- Your objective:
Report each line of the data below that contains the word "Target", copying every such line in full.

━━━━━ Supplied material

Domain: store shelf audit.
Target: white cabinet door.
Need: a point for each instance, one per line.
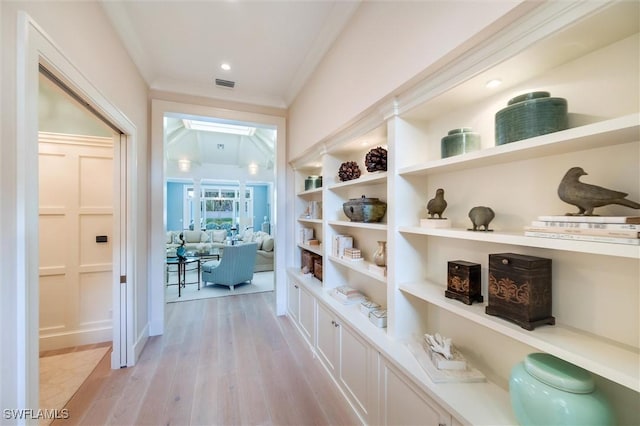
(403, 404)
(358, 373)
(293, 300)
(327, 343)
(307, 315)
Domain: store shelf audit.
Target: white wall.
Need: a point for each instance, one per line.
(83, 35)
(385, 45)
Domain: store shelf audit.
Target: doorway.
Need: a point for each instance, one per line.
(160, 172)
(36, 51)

━━━━━━━━━━
━━━━━ Supplied material

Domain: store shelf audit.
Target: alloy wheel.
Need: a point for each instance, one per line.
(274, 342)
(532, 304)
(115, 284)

━━━━━━━━━━
━━━━━ Supplied material

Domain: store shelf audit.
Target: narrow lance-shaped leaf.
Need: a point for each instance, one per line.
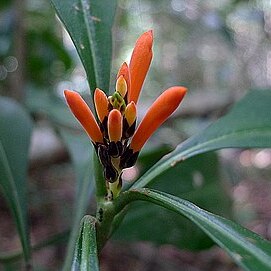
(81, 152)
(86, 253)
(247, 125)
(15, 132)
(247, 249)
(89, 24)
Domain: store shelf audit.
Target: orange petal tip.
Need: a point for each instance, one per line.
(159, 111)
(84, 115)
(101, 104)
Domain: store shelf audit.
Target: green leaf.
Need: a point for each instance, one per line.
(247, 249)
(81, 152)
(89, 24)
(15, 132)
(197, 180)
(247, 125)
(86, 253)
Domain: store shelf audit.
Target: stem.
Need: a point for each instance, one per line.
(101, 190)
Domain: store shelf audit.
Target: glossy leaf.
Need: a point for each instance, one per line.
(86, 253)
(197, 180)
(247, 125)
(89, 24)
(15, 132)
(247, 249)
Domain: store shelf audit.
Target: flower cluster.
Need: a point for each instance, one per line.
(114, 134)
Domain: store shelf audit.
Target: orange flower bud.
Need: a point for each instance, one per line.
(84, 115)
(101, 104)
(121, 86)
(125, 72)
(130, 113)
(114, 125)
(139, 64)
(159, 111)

━━━━━━━━━━

- Correct answer:
Target: white cabinet door.
Target: white wall.
Target: doorway.
Target: alloy wheel.
Target: narrow lance-shaped leaf.
Target: orange petal tip.
Target: green leaf.
Target: stem.
Target: glossy leaf.
Target: flower cluster.
Target: orange flower bud.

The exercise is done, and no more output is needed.